WHAT TO DO -
Set the listing down again in full, word for word, with the pictures left out.

Labeled-object pointing entries -
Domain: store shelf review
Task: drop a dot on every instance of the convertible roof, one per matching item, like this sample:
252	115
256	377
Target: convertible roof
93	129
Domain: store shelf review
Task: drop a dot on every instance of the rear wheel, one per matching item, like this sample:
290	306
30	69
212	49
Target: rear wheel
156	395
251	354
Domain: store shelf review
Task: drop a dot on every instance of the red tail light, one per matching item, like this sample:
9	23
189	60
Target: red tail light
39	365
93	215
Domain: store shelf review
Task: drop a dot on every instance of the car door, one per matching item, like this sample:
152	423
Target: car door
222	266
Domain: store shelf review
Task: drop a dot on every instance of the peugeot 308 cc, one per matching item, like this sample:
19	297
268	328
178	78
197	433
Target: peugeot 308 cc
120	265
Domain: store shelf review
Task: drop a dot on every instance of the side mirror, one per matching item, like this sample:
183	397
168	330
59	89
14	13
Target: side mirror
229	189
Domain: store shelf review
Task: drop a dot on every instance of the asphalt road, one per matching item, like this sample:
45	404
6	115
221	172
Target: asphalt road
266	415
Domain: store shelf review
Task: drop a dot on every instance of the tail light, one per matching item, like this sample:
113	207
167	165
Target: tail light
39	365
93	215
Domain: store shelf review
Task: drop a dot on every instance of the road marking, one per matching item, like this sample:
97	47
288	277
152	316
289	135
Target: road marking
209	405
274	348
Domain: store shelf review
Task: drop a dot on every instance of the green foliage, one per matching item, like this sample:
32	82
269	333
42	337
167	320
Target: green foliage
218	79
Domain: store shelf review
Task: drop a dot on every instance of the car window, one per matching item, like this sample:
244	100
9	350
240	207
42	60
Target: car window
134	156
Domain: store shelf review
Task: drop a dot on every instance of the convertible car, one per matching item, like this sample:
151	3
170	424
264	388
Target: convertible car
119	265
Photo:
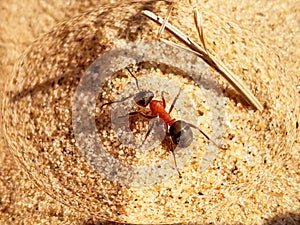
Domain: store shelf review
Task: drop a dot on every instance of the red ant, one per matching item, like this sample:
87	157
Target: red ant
179	131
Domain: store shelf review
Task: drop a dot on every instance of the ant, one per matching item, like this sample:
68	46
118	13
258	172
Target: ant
179	133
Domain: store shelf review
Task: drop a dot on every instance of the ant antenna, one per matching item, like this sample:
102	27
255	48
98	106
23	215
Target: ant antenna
192	125
136	81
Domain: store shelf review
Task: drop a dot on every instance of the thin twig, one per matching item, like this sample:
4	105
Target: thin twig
210	60
162	27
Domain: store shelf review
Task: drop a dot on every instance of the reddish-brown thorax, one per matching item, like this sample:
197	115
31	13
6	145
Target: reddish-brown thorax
158	109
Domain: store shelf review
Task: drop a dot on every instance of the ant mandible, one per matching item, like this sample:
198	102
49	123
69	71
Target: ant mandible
179	133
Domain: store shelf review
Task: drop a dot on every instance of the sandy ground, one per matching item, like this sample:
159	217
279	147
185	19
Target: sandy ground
275	22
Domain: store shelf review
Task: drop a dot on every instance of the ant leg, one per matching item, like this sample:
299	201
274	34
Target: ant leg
142	114
122	100
174	101
192	125
163	99
173	153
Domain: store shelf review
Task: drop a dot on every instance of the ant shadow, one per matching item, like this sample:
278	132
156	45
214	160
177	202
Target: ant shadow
280	219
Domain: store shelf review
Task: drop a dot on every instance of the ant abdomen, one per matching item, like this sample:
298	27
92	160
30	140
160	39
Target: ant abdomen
181	133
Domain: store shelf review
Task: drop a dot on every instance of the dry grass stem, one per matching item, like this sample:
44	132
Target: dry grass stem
162	27
208	58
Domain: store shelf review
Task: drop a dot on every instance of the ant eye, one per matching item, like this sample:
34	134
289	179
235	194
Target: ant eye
181	134
143	98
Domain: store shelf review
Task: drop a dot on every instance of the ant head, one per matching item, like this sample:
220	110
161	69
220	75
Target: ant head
143	98
181	133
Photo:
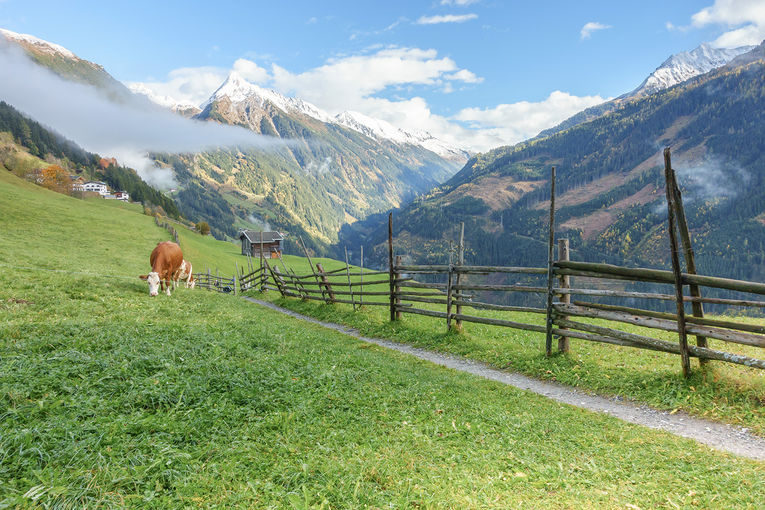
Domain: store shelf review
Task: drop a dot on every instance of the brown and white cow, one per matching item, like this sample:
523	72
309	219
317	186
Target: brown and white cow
184	273
165	260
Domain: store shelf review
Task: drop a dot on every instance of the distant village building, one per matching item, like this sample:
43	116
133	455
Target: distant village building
97	186
272	243
78	183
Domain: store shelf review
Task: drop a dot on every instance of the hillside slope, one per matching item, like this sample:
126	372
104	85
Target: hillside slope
114	399
610	197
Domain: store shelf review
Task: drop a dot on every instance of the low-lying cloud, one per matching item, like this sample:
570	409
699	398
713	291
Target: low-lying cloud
129	128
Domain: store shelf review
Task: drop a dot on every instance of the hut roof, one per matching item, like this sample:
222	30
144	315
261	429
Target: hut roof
254	236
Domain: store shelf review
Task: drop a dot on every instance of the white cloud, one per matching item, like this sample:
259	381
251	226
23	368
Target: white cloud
250	71
195	85
458	2
591	27
128	129
357	82
445	18
744	19
464	75
187	85
342	83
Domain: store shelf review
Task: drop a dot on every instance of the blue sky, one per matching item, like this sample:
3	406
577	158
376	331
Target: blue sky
480	73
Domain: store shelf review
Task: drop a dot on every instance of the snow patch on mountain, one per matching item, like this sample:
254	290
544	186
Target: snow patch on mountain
236	89
382	130
687	64
45	46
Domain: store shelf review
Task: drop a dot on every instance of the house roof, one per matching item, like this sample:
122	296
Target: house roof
254	236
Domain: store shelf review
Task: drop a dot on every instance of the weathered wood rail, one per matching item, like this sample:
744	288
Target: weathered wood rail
449	289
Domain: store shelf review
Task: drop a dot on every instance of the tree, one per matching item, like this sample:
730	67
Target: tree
57	179
203	228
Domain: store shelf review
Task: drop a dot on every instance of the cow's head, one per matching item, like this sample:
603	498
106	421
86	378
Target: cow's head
153	279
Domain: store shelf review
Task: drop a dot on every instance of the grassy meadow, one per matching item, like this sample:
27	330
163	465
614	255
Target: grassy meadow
722	391
110	398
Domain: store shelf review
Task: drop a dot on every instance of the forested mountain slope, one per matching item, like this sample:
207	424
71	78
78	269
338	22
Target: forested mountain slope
26	146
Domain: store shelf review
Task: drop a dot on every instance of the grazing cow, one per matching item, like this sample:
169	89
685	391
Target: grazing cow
165	260
184	273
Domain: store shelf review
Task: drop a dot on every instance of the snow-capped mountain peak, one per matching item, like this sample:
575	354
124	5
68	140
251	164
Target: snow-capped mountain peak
687	64
237	89
45	46
382	130
373	128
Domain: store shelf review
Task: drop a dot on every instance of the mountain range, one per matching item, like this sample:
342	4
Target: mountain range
610	185
337	175
331	171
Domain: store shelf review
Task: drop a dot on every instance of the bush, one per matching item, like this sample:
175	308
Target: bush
203	228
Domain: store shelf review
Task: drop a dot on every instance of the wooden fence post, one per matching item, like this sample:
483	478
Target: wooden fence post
348	274
310	264
460	262
390	266
325	283
690	258
676	270
398	289
563	255
449	292
548	337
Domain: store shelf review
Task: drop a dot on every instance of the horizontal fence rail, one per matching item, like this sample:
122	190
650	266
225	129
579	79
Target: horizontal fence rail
459	288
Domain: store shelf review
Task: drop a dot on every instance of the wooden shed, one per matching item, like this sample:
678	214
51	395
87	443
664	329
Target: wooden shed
272	243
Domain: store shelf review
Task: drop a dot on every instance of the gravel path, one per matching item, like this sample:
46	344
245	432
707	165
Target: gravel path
728	438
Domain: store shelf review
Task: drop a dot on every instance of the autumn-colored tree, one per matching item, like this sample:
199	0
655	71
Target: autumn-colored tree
57	179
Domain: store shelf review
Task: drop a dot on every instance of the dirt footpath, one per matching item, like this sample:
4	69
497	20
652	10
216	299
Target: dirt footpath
728	438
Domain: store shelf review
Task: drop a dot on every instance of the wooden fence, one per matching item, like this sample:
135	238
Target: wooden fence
456	286
215	282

RESPONSE TO THE TASK -
Domain: store shelf review
Task: drop a dot on every instance of the convertible roof, one per matching item, like this sample:
252	115
256	377
Target: convertible roof
93	129
Domain: store shelf review
Task: drop a dot on every instance of the rear wheel, one per matching item, like this sample:
290	306
30	69
212	49
Target: rear wheel
156	395
251	354
Domain: store shelf review
Task: drop a dot on every instance of the red tail light, one per matching item, like this sample:
9	23
189	60
Target: red tail light
39	365
93	215
Domain: store shelf review
Task: drop a dot on every instance of the car door, one per matching item, like this sample:
152	423
Target: car door
222	266
Domain: store shelf review
Task: drop a dot on every instance of the peugeot 308 cc, one per matching item, like this sample:
19	297
268	328
178	78
197	433
Target: peugeot 308 cc
120	265
Domain: store shelf review
Task: drop a dot on every instance of the side mirror, one per matching item, like this sample:
183	397
168	330
59	89
14	13
Target: side mirror
229	189
Domain: store shelf review
Task: drop a dot on every instance of the asphalt road, one per matching item, like this sample:
45	404
6	115
221	172
Target: asphalt road
266	415
Domain: store shelf review
Task: drop a dot on every instance of the tail light, one per matching item, like this sample:
113	207
167	165
Target: tail light
39	365
93	215
Domain: store shelf review
Task: drop a dot on every instance of the road marking, one per matching item, like this sample:
97	47
288	277
152	316
289	135
Target: road marking
209	405
274	348
Domain: store shelf review
Task: drop a dot on every instance of the green foliage, one per matching item, like this sample:
32	82
269	333
42	337
167	320
Target: green foliage
218	79
Domain: store shelf review
Task: drop a dot on every instance of the car window, one per matching item, like this sample:
244	100
9	350
240	207
42	60
Target: car window
134	156
Domain: store shelf review
Task: drop a dot on every instance of the convertible car, one per matching item, like this sample:
151	3
170	424
264	388
Target: convertible car
119	265
Photo:
Domain: store shelf review
Task: drop a dot on every instance of the red ant, one per matching item, like this sample:
87	157
Target: red ant
179	131
Domain: store shelf review
Task: drop a dot on every instance of the ant, one per matching item, like this sample:
68	46
118	13
258	172
Target: ant
179	133
Domain: store shelf review
Task: drop a dot on every instance of the ant antenna, one per matching item, like this sample:
102	27
255	48
98	106
23	215
Target: ant antenna
192	125
136	81
Domain: store shelf review
Task: drop a dot on every instance of the thin twig, one per matching item, like this sample:
4	105
Target: thin twig
210	60
162	27
Domain: store shelf review
Task: drop a dot on every instance of the reddish-brown thorax, one per matching item, like this sample:
197	115
31	13
6	145
Target: reddish-brown thorax
158	109
Domain: store shelf review
Task: drop a dot on every instance of the ant mandible, one per matching item, like this sample:
198	102
49	123
69	71
Target: ant mandible
179	133
Domain: store shelf review
Task: drop a dot on every instance of the sandy ground, one per matching item, like this sample:
159	217
279	147
185	19
Target: sandy ground
275	22
Domain: store shelf review
Task: drop a dot on every instance of the ant leg, one per matching item, like this sample:
299	201
274	34
Target: ant leg
142	114
122	100
174	101
192	125
163	99
173	153
Domain: store shelf review
Task: drop a dot on every instance of the ant shadow, one per matching item, like this sample:
278	132
156	45
214	160
177	202
Target: ant shadow
280	219
Domain: store shelf review
Task: drop a dot on every instance of the ant abdomen, one per matching item, like this sample:
298	27
92	160
30	140
160	39
Target: ant abdomen
181	133
Domain: store shelf review
Task: drop a dot on every instance of the dry grass stem, one per matching item, like this sample:
44	132
Target: dry grass stem
162	27
208	58
Domain: store shelf review
Task: drop a dot on every instance of the ant eye, one per matching item, like this sample:
34	134
289	179
235	194
Target: ant eye
181	134
143	98
Domain: store shelf review
Task: drop a dot on every instance of the ant head, one per matching item, like this sample:
220	110
161	69
220	75
Target: ant head
143	98
181	133
Photo:
Domain: store shelf review
Task: drop a dot on every instance of the brown and white cow, one per matching item, like this sample:
523	72
309	219
317	186
Target: brown and white cow
184	273
165	260
Domain: store shelf review
Task: drop a dot on every instance of the distant village building, one per matching item, like this sample:
43	116
133	455
Target: distant village building
97	186
272	243
78	183
Domain: store shelf review
Task: drop a dot on every instance of the hillside slope, one per matching item, like this sample:
126	372
104	85
Target: hillside slope
114	399
610	197
Domain: store shelf review
Task: drop a dot on every instance of the low-lying cloud, one per matching item, like this sample:
570	409
699	398
713	291
Target: low-lying cloud
129	128
Domain: store shelf review
Task: drop a dot on every instance of the hut roof, one per matching item, like this sample:
222	30
144	315
261	429
Target: hut roof
254	236
Domain: store shelf review
Task: drop a dot on every instance of the white cloud, one per matching item, like this sample:
259	381
251	226
23	368
Target: white cloud
250	71
195	85
458	2
591	27
128	129
357	82
445	18
744	19
464	75
187	85
342	83
Domain: store shelf review
Task: drop a dot on every instance of the blue sky, one per matching item, like this sample:
3	406
577	158
376	331
Target: blue sky
480	73
Domain: store shelf review
Task: drop a dot on every instance of the snow patch on mountain, one per matching item, like this sample:
254	290
544	186
Target: snow patch on mountain
236	89
382	130
687	64
45	46
Domain: store shelf review
Task: drop a dot on every instance of the house roof, one per matching item, like this sample:
122	296
Target: house roof
254	236
Domain: store shelf review
Task: drop a dot on every instance of the weathered wood rail, one per matching item, like this sample:
744	288
Target: weathered wood rail
449	289
Domain: store shelf review
Task: drop a dot on every instance of the tree, one per matching item, like this sample:
730	67
Target: tree
57	179
203	228
Domain: store shelf review
Task: drop a dot on every instance of the cow's head, one per matching item, like this sample:
603	498
106	421
86	378
Target: cow's head
153	279
Domain: store shelf review
Task: drop a dot on every instance of the grassy meadow, one per matching item, like this sample:
27	330
163	465
614	255
Target: grassy meadow
722	391
110	398
Domain: store shelf review
Task: drop a dot on every instance of the forested mountain slope, one per matching item, like this sample:
207	424
71	78
78	269
338	22
Target: forested mountain slope
26	146
Domain: store shelf review
Task: drop a dot on every instance of the grazing cow, one per matching item, like this sample:
169	89
685	391
Target: grazing cow
165	260
184	273
Domain: store shelf review
Task: drop a dot on every instance of the snow-capped mountain peak, one per matching item, like this sample:
575	354
124	5
68	140
251	164
Target: snow-capped mountain peak
687	64
237	89
45	46
382	130
373	128
Domain: store shelf review
Task: drop a dot on every instance of the mountain range, one per matching item, like this sample:
342	4
Target: mountain range
610	185
337	175
331	171
Domain: store shelf review
Task: drop a dot on every instance of the bush, one per matching item, like this sample:
175	308
Target: bush
203	228
Domain: store shelf review
Task: drop a dot on every instance of the wooden fence post, one per matching item, like this sample:
483	478
Target: wooden fence post
348	274
310	264
460	262
390	266
325	283
690	258
676	270
398	289
563	255
449	292
548	337
Domain: store shelf review
Task: drop a dot on every instance of the horizontal fence rail, one per matching item, like this sample:
122	190
650	266
225	129
579	79
Target: horizontal fence rail
459	288
Domain: store shelf review
Task: drop a dot on every instance of the wooden shed, one per matching item, like this sample:
678	214
51	395
87	443
664	329
Target: wooden shed
272	243
Domain: store shelf review
Task: drop a dot on every instance of the gravel path, one per matching item, like this sample:
46	344
245	432
707	165
Target: gravel path
728	438
Domain: store shelf review
Task: drop a dot on every instance of the autumn-colored tree, one per matching item, like this sample:
199	0
655	71
Target: autumn-colored tree
57	179
Domain: store shelf review
Task: drop a dot on every instance of the dirt footpath, one per matching item, like this sample:
4	69
497	20
652	10
216	299
Target: dirt footpath
728	438
Domain: store shelf review
Task: drop a dot on every instance of the wooden fence, one per matching item, like this sample:
135	238
Target: wooden fence
456	286
215	282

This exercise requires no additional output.